● What the task asks
In the rows below, find the line that contains "Round 1: Spot the large rusty" and reproduce everything from that line down to the line that contains "56, 134, 94, 182", both included, word for word.

=== Material supplied ===

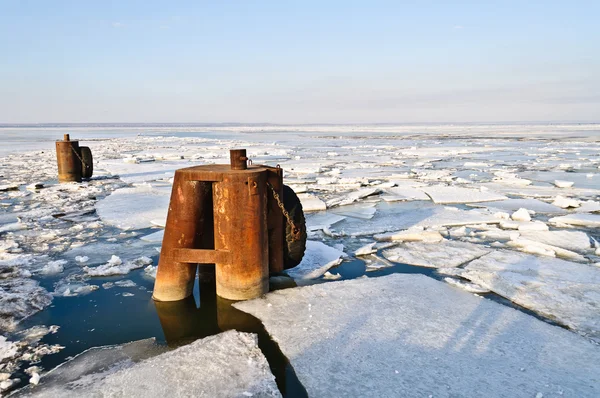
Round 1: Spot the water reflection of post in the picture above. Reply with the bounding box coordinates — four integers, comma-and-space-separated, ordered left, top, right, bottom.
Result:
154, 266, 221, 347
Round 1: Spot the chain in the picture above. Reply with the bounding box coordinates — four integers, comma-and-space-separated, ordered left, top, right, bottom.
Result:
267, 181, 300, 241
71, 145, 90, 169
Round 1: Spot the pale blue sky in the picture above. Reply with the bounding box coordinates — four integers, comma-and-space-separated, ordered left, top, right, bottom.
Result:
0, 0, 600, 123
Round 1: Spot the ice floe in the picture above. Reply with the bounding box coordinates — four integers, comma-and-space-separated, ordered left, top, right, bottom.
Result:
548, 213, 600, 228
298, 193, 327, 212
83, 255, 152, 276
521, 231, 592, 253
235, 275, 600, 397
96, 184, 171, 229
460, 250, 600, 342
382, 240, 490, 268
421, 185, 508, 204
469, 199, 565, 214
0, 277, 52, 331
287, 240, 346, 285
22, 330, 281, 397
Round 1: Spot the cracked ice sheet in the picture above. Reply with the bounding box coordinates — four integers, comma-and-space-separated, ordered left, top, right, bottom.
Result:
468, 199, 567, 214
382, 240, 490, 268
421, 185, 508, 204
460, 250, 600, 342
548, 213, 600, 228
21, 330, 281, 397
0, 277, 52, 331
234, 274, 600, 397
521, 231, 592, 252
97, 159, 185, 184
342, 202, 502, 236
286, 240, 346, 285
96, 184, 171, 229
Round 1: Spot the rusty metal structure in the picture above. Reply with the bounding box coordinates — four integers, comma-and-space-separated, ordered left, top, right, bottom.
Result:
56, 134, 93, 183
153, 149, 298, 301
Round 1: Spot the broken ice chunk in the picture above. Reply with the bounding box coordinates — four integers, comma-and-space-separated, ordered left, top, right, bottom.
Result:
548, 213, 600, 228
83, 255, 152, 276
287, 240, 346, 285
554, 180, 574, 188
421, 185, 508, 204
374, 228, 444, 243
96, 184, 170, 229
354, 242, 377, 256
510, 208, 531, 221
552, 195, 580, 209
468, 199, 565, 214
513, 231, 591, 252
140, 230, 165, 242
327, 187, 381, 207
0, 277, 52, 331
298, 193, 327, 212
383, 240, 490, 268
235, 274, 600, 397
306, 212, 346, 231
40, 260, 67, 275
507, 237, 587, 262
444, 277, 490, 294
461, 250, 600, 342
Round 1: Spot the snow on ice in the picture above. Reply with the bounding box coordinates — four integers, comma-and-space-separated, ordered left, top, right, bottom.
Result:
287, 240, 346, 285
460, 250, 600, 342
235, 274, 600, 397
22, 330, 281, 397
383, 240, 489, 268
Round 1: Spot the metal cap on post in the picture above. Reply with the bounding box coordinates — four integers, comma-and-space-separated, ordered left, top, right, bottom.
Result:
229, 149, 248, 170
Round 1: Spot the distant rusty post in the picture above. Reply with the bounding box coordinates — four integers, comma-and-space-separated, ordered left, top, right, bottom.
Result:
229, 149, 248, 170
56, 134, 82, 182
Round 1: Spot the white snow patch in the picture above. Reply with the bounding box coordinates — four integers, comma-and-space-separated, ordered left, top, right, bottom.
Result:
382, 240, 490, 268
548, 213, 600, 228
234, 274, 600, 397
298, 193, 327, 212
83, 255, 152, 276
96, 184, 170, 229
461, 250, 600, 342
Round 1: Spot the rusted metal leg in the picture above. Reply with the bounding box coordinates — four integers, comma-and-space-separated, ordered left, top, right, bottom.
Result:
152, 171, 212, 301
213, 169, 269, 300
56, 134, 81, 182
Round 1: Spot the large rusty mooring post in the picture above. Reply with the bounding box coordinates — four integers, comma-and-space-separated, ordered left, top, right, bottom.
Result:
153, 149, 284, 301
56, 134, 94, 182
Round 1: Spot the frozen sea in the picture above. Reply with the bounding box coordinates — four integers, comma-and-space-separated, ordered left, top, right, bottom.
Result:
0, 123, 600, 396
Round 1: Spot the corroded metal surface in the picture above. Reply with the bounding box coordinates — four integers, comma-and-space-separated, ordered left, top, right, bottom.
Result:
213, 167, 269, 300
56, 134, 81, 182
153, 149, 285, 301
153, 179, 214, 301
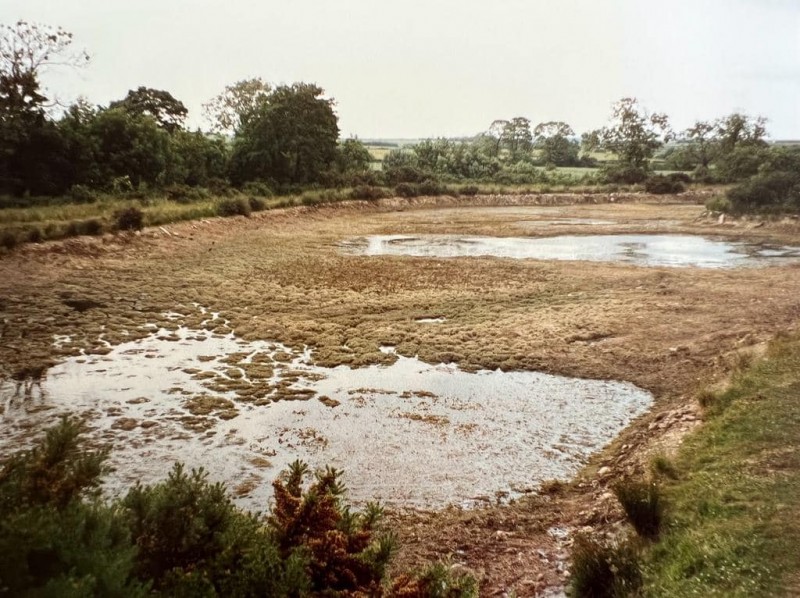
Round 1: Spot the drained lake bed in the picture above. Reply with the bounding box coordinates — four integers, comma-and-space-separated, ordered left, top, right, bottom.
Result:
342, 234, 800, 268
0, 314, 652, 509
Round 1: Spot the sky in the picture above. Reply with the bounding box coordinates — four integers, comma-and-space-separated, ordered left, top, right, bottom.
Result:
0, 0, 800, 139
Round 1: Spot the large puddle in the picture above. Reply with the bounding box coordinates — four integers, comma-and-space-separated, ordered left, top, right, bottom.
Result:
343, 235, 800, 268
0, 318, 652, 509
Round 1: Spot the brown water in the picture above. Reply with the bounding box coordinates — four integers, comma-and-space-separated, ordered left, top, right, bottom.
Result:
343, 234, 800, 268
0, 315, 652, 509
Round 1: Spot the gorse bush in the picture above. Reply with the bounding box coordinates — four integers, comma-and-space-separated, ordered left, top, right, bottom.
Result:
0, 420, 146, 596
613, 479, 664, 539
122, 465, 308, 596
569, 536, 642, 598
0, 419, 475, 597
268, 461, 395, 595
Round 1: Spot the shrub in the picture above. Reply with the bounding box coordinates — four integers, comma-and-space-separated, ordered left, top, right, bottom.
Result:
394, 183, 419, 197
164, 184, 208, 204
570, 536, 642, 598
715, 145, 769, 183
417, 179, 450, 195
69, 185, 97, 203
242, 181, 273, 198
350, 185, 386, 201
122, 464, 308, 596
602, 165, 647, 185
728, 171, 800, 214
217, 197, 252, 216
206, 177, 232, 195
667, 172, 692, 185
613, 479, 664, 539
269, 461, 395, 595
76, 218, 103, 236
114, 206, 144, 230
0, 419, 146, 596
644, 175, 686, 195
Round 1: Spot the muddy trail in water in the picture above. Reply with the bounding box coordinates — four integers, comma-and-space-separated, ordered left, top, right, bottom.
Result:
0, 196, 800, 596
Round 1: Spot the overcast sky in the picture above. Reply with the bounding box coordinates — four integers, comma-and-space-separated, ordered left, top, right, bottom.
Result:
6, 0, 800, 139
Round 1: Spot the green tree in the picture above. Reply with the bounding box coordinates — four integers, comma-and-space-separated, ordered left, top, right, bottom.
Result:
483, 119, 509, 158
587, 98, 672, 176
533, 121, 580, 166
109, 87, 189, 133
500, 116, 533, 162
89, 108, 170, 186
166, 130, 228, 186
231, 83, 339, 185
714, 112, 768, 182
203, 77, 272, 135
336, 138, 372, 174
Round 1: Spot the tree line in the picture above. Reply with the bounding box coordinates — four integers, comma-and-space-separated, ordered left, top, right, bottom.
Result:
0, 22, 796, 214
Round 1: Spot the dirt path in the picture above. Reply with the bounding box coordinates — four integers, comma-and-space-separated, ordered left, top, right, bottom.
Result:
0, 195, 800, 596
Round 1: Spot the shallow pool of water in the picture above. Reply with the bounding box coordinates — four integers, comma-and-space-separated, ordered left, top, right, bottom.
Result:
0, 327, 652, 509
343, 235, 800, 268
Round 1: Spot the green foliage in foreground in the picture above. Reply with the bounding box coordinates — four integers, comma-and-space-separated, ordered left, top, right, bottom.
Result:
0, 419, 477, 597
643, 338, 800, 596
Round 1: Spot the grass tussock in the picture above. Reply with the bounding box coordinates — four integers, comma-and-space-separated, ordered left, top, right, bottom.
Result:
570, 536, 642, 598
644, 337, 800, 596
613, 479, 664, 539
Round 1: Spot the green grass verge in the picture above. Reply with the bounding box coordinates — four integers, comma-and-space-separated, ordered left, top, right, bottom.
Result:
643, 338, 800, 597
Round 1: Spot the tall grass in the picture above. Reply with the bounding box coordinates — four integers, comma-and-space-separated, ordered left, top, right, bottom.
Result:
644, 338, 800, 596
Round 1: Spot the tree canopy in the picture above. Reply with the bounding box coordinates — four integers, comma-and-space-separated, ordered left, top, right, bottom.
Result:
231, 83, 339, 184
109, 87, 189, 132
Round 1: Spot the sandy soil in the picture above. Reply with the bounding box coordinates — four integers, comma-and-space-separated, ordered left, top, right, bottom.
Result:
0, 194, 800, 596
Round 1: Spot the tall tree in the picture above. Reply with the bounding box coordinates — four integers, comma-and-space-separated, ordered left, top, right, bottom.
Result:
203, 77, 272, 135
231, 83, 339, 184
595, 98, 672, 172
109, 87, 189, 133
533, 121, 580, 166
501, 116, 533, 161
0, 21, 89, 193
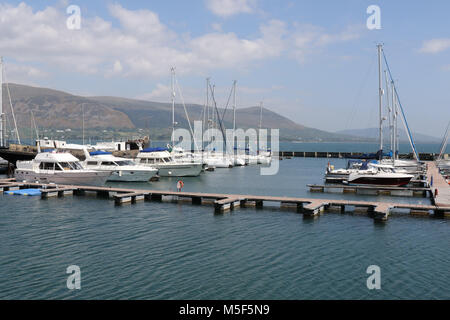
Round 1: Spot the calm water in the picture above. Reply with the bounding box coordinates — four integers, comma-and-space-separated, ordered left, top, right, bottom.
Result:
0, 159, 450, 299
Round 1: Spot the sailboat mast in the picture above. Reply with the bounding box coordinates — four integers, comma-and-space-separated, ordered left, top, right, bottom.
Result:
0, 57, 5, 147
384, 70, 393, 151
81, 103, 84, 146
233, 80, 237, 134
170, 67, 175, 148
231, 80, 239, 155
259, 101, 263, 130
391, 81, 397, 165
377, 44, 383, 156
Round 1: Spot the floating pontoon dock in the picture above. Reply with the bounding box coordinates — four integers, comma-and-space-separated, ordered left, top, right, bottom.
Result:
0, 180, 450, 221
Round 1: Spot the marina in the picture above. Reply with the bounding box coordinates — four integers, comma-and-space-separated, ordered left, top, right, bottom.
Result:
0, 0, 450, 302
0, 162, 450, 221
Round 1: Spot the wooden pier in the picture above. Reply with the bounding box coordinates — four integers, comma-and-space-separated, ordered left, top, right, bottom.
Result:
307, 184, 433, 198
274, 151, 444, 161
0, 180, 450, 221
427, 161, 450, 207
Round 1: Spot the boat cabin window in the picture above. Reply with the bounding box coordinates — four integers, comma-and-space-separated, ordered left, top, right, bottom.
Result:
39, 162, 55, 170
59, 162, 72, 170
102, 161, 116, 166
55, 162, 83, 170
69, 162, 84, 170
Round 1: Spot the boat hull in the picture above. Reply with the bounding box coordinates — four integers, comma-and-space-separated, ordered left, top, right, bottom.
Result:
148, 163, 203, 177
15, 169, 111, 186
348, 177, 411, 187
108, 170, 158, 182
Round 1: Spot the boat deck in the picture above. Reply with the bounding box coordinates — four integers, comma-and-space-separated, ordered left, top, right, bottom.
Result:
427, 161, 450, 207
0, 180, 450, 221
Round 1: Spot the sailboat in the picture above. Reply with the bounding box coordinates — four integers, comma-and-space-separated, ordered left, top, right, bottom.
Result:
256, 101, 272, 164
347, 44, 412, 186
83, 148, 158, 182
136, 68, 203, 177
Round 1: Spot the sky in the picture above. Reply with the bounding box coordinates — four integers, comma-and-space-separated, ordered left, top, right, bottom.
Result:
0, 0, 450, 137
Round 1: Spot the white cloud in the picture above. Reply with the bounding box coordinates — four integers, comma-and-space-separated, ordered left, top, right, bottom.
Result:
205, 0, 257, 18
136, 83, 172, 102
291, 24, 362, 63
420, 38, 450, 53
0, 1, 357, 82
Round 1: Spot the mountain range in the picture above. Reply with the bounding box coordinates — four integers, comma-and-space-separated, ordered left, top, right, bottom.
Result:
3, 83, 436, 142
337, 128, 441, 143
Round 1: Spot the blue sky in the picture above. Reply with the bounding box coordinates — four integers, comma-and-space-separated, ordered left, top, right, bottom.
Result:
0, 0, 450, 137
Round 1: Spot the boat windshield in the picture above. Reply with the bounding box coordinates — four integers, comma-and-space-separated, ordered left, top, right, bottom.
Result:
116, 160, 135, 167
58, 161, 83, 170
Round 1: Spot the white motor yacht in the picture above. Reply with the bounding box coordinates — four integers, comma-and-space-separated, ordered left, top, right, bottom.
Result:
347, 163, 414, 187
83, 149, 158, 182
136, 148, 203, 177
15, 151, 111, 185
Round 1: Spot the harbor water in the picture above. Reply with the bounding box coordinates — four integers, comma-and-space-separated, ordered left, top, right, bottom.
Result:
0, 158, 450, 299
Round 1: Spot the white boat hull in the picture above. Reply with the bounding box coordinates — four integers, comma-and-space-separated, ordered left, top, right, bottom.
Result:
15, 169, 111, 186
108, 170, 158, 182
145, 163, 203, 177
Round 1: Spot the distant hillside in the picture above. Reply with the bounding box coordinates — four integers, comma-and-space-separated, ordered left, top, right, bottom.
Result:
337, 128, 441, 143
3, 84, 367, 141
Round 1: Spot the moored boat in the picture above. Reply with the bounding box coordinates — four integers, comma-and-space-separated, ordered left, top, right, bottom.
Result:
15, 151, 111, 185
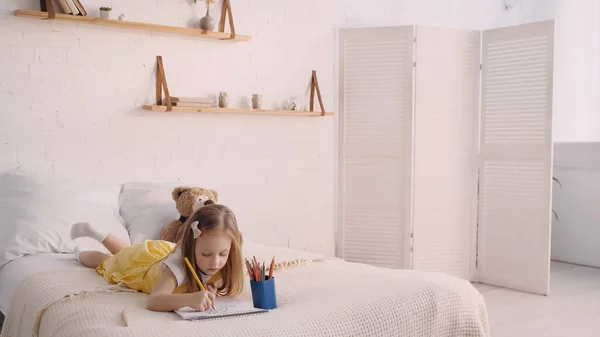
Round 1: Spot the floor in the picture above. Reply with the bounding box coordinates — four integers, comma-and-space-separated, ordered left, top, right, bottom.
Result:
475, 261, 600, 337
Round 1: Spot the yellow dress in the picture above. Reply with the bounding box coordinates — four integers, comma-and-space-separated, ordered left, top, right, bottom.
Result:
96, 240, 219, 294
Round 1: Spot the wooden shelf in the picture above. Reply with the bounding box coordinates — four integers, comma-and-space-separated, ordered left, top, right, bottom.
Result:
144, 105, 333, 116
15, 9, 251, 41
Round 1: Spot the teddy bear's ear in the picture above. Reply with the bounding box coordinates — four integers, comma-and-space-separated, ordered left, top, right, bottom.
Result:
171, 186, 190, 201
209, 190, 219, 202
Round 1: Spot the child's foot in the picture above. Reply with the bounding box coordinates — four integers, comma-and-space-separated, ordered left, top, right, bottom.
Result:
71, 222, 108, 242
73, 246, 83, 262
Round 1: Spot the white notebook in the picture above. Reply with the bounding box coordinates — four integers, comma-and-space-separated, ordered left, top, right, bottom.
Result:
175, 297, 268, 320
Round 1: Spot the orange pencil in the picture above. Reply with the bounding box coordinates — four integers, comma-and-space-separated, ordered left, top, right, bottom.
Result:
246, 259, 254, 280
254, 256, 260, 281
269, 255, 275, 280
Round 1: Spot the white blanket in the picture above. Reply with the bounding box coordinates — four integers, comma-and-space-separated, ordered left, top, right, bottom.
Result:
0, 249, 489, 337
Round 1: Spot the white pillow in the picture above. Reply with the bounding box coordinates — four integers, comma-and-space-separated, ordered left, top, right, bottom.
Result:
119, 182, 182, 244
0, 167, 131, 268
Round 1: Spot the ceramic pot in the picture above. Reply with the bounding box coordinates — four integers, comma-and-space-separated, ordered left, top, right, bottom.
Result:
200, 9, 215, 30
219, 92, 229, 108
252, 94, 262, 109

===

● Written solution
Round 1: Spot the large rusty mooring post in the picture above. Reply with the bounding box coordinates — four integers, comma-and-space-separated, ordered left, top, right, bottom.
Result:
153, 149, 284, 301
56, 134, 94, 182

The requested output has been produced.